**Extrait de la source:**
━━━━━━━━━━━━━━━━━━━━━━━━━━━━━━

Avoir qqn en admiration. "Admirer qqn" : ...car quant il avoient aucun en tresgrant admiracion et disoient que c'est .I. homme divin (ORESME, E.A., c.1370, 364).

 

-

Se bouter en admiration. "Tomber en admiration" : Courage humain, certainement Pensant de sa perfection, Se boute en admiration Pour laquele n'en doubtez mie L'en y trouva philosophie (LA HAYE, P. peste, 1426, 15).

 

-

[Le suj. désigne ce qui suscite l'admiration] Estre à admiration à qqn. "Susciter de l'admiration chez qqn" : Mont m'est a ammiration Ceste transfiguration. En mainz lieuz Jhesus figuré Est es escris du tempz passé, Mez se transfiguration Dit plus que figuration, Jhesus est outre figuré Quë il ne fu u tempz passé. (GUILL. DIGULL., Pèler. J.-C. S., 1358, 207).

 

-

Faire admiration de qqc. "Admirer qqc." : ...et là où ses faits luy sembloient passer et avoir clarté sur ses contemporains, les affiguroit aux plus clers du temps de jadis, chrestiens et juifs, dont livre fait conte ; imputoit grand gloire à Dieu de l'avoir fait naistre tel ; faisoit amiration de son régner, grand poix de sa félicité, longue ramentevance de ses victoires (CHASTELL., Chron. K., t.4, c.1456-1471, 374).

 

-

Prendre admiration en qqc. "Être frappé d'admiration devant qqc." : Quelle admiration peult on prendre ou fait de Marius (CHART., L. Esp., c.1429-1430, 139).

 

2.

━━━━━━━━━━━━━━━━━━━━━━━━━━━━━━

**Consignes:** Recopiez, s'il vous plaît, le passage de l'extrait sur le mot « admiration » qui commence par « [Le suj. désigne » et se poursuit jusqu'à « S., 1358, 207). ».

**Listing:**
━━━━━━━━━━━━━━━━━━━━━━━━━━━━━━

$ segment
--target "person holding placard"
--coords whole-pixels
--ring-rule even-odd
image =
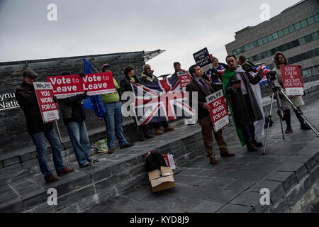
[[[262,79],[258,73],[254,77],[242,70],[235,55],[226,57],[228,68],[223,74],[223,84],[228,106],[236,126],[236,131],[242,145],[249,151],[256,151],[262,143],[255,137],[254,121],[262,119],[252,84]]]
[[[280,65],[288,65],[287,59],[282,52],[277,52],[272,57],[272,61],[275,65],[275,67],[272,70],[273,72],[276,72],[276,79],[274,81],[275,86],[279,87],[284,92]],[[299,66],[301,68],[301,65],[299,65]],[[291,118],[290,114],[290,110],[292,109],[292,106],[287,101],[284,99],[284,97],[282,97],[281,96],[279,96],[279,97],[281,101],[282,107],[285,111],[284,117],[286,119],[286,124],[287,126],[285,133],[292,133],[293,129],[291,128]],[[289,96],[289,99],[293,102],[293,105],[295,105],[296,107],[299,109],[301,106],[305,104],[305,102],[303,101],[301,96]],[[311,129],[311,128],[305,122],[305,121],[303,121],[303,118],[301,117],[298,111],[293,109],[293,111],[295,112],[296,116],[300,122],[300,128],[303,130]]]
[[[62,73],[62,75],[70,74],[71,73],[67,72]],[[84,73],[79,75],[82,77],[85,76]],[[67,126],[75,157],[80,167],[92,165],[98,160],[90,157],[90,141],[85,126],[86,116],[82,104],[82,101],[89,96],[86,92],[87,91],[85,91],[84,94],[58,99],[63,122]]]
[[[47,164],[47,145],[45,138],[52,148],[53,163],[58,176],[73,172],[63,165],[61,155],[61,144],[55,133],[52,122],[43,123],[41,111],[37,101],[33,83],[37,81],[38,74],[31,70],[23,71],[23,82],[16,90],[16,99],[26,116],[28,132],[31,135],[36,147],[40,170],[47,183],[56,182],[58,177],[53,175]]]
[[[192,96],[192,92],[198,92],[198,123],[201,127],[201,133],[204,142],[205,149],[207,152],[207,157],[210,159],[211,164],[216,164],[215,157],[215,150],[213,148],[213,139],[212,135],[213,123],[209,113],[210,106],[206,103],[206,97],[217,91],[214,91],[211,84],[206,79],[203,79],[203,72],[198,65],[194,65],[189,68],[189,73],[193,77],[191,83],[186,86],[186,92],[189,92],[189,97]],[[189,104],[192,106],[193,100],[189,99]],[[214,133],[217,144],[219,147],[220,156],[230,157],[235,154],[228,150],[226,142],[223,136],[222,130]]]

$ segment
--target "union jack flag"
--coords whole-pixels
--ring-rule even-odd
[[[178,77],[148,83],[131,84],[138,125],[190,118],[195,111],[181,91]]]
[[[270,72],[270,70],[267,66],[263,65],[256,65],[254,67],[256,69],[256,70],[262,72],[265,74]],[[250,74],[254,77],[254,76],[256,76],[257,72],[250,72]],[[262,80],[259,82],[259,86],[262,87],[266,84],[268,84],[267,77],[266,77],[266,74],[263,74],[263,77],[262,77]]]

━━━━━━━━━━━━━━━━━━━━━━━━━━━━━━

**Réponse:**
[Le suj. désigne ce qui suscite l'admiration] Estre à admiration à qqn. "Susciter de l'admiration chez qqn" : Mont m'est a ammiration Ceste transfiguration. En mainz lieuz Jhesus figuré Est es escris du tempz passé, Mez se transfiguration Dit plus que figuration, Jhesus est outre figuré Quë il ne fu u tempz passé. (GUILL. DIGULL., Pèler. J.-C. S., 1358, 207).